··· Records provided ···

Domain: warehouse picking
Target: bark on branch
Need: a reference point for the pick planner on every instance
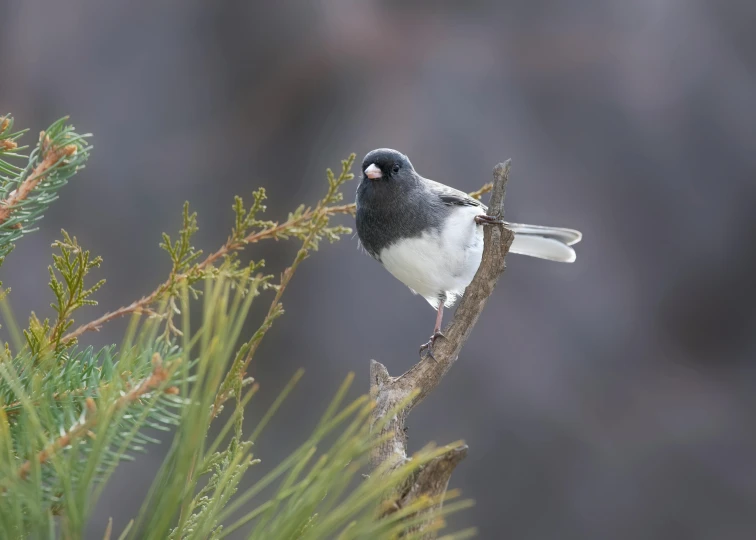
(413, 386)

···
··· Records provided ···

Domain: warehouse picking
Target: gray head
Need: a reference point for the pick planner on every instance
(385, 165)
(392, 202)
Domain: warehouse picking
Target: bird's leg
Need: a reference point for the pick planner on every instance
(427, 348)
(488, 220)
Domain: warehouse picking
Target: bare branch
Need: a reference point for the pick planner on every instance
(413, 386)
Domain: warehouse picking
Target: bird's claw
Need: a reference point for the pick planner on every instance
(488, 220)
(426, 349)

···

- _Goal_
State how many lines in the records above contain the string "Target", with case counting. Give only the number.

- _Task response_
5